What the task asks:
Say whether each statement below agrees with the course listing, answering yes or no and quoting the words of the listing that decide it. 1. The Astronomy course is offered every fall and every spring. 2. Planetary Geophysics is usually taught by Prof. Campins. 3. The Spring 2013 Planetary Seminar covered the Dawn mission.

━━ Passage shown

A seminar style course, but with significant student participation. The topic is usually a current NASA mission and its destination. The Spring 2014 version of the course covered Pluto, Charon, and the New Horizons mission. The Fall 2015 version of the course covers the Martian satellites Phobos and Deimos, and possible missions. The Spring 2017 version of the course covers In-Situ Resource Utilization in space. Offered occasionally. Can be repeated for credit. Taught by several faculty.
AST 6938 Special Topics: Planetary Seminar
A seminar style course, but with significant student participation. The topic is usually a current NASA mission and its destination. The Spring 2013 version of the course covered Vesta, Mercury, the Dawn mission, and the MESSENGER mission. Offered occasionally. Can be repeated for credit. Taught by several faculty.
AST 2002 Astronomy
General education, covers all of astronomy and planetary sciences at the introductory level. This course satisfies one of the GEP requirements. Offered every fall and every spring. Taught by many faculty.
AST 2037 Life in the Universe
Introductory material on astrobiology. Thought provoking journey through solar system environments and extrasolar planets to establish the probability of life on other planets in our solar system and beyond. Offered occasionally. Usually taught by Prof. Montgomery.
AST 3211 Stellar Astrophysics
The physics and dynamics of stars, including star formation and stellar formation. Offered even springs. Usually taught by Prof. Montgomery or Prof. Cooney.
AST 3402 Galaxies and Cosmology
Study of the different types of galaxies, their evolution, their relationship to active galaxies and quasars, and the evolution of the Universe. Offered odd falls. Usually taught by Prof. Cooney or Prof. Montgomery.
AST 4142 Asteroids Comets and Meteorites
Asteroids, comets, and meteorites and their role in the origin and evolution of our solar system. Offered even falls. Usually taught by Prof. Campins.
AST 4152 Planetary Geophysics
Physics of planetary evolution, planetary interiors, and planetary surface processes. Offered odd springs. Usually taught by Prof. Britt.

━━━━
━━ Provided records

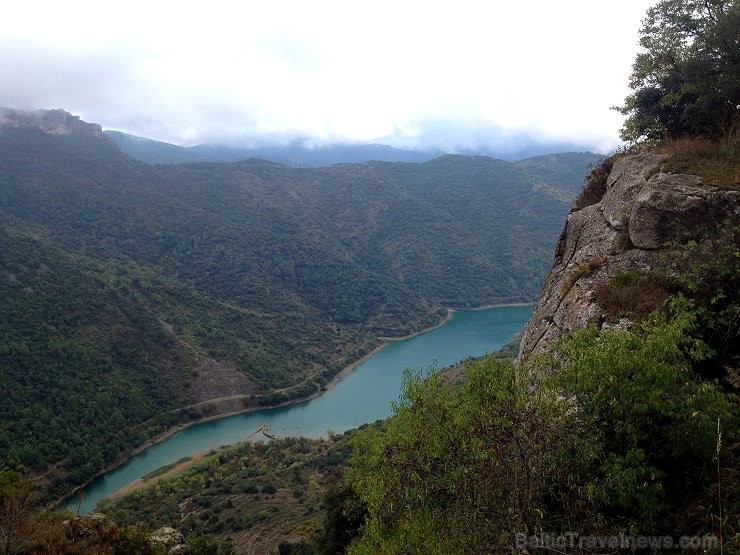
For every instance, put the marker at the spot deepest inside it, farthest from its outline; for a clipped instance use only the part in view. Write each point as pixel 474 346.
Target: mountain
pixel 136 297
pixel 297 154
pixel 153 152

━━━━

Solution for this task:
1. Yes: "Offered every fall and every spring."
2. No: "Usually taught by Prof. Britt."
3. Yes: "The Spring 2013 version of the course covered Vesta, Mercury, the Dawn mission, and the MESSENGER mission."